▶ **Problem set**:
1. In the trading forum thread, what return on investment does the quoted poster aim to beat across the portfolio over twelve months?
2. Retype the records below word for word, leaving the pictures out of your reply.

▶ **Selection**:
○ ○ ○ ○ ○ ○ ○

So your no longer interested in Systems testing? Top down analysis nothing new here.



> I have access to FatProphets, FNArena, AusStock and a couple of online investor newletters which suite me fine (brother works for one of them).
> 
> The real interest I have in these is not so much in stock selection as knowledge from which point I can make my own judgements by inclusion of TA. I also enjoy the reading and find market psychology fascinating.




The key to profit is NOT the analysis.



> There is little reason for an extra charting application or data feed hence my request for information about stock market simulation.  I do wish to become a more active trader and have found that for learning, paper trading is fine, up to a point.
> 
> Mastering ones own psychology is the sticking point when making a transition to active trading. I havent always made the greatest decisions, (a lot of 'what ifs') when selling and my useage of stop loss needs to be refined.  Most often I need to take my finger OFF the trigger and follow the PLAN.




Plans are not worth the paper they are written on UNLESS you know they are profitable.
A page or so full of well meaning theory doest guarentee profit.



> Yes, I could probably spend a year learning a charting package, performing Montecarlo Analysis of trading methodologies, getting lost in the mathematics of Random Probability Distribution, chaos theory etc. Essentially this would mean altering the math to fit the historical pattern, but as we all know the past does not predict the future.




Hmm would have to disagree.What you are left with is a "blueprint" (If you are proficient enogh) of a methodology with a KNOWN expectancy---stay within the blue print and profit is assured.



> But my goal is to be able to effectively manage a portfolio of a dozen stocks. I could only ever EOD trade as work ties me up during the day.  My goals are to beat 15% ROI across a portfolio over twelve months with 2-5% risk per trade with max parcels 10%, 1 -3 trades per week and no spend more than a couple of hours per week(mainly reading).




I trade 3 systems each take around 1 hr a week to maintain and trade.Each return 30-45% P/A un leveraged,and its as boring as hell. 



> You guys obviously have a different set of expectations and time investment potential judging by the number of posts you've made.




We do??? Ever thought that we maybe in our positions by choice and design.



> I will look again at Amibroker, but what I need is something that wont interfere with my goals.




How will it do that other than tell you that some of your hypothesis are un profitable. 



> Rogue Trader SMS is quick and simple stock market simulation (incl stop losses, buy gains, resistance sells). Works for me so far.




So continue with it and stop wasting our time.



> I'm still open for suggestions.




Provided they fit into your preconcieved------"How trading should be".

○ ○ ○ ○ ○ ○ ○

▶ **Records for this exercise**:
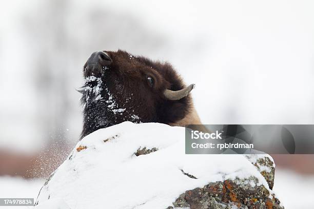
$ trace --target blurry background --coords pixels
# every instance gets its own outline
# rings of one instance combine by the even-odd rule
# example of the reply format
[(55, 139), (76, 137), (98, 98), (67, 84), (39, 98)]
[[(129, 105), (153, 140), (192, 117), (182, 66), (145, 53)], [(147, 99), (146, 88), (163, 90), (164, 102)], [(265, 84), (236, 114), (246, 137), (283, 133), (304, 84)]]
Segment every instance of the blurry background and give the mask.
[[(314, 123), (312, 1), (149, 2), (2, 3), (1, 197), (36, 196), (76, 144), (95, 51), (170, 62), (205, 124)], [(313, 156), (273, 157), (275, 192), (308, 208), (295, 200), (314, 194)]]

○ ○ ○ ○ ○ ○ ○

▶ **Answers to the exercise**:
1. 15% ROI.

2.
$ trace --target blurry background --coords pixels
# every instance gets its own outline
# rings of one instance combine by the even-odd rule
# example of the reply format
[(55, 139), (76, 137), (98, 98), (67, 84), (39, 98)]
[[(129, 105), (153, 140), (192, 117), (182, 66), (145, 53)], [(147, 99), (146, 88), (163, 90), (164, 102)], [(265, 84), (236, 114), (246, 137), (283, 133), (304, 84)]]
Segment every instance of the blurry background and give the mask.
[[(314, 123), (312, 1), (149, 2), (2, 3), (1, 197), (36, 196), (76, 144), (95, 51), (170, 62), (205, 124)], [(313, 156), (273, 157), (275, 192), (308, 208), (295, 200), (314, 194)]]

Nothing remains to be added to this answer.